Start of DATA FOR THIS EXERCISE
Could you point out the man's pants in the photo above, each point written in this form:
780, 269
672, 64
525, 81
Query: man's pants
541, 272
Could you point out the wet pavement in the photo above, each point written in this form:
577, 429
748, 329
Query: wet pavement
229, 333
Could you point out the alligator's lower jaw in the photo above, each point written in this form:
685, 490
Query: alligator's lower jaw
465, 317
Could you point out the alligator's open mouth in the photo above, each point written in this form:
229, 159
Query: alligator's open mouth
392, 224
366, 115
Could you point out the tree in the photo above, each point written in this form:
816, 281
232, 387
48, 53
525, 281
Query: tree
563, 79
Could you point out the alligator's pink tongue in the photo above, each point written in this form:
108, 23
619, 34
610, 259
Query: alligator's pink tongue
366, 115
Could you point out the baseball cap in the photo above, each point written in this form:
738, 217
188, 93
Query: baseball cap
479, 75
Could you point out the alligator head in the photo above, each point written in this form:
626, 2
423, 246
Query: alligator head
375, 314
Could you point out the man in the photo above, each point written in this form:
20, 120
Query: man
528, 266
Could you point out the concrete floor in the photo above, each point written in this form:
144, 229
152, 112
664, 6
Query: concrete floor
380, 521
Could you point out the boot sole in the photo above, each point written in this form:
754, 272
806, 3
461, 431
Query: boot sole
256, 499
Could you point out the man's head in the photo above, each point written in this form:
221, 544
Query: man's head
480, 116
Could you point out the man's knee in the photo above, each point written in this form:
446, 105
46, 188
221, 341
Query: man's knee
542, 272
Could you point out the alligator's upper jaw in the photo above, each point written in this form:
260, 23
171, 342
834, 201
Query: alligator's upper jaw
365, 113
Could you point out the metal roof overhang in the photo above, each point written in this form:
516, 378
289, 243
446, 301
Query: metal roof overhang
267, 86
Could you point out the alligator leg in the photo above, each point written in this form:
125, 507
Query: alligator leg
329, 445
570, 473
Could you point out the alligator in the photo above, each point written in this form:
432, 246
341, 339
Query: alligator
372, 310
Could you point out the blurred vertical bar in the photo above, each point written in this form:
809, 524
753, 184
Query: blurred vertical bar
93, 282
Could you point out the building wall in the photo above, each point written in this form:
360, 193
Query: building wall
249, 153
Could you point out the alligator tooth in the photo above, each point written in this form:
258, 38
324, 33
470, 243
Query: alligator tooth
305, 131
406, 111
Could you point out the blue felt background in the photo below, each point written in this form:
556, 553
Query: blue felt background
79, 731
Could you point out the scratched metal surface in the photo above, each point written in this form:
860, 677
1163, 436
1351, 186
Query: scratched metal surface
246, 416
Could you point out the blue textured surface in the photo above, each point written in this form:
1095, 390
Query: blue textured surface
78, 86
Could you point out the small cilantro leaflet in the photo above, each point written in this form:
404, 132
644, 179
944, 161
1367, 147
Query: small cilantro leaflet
End of DATA FOR THIS EXERCISE
# [INSTRUCTIONS TO FOLLOW]
Go through the entries above and copy every line containing "small".

# [ANSWER TO THIS EXERCISE]
Could you point out the small cilantro leaflet in the photo above, each point written in this form:
Query: small cilantro leaflet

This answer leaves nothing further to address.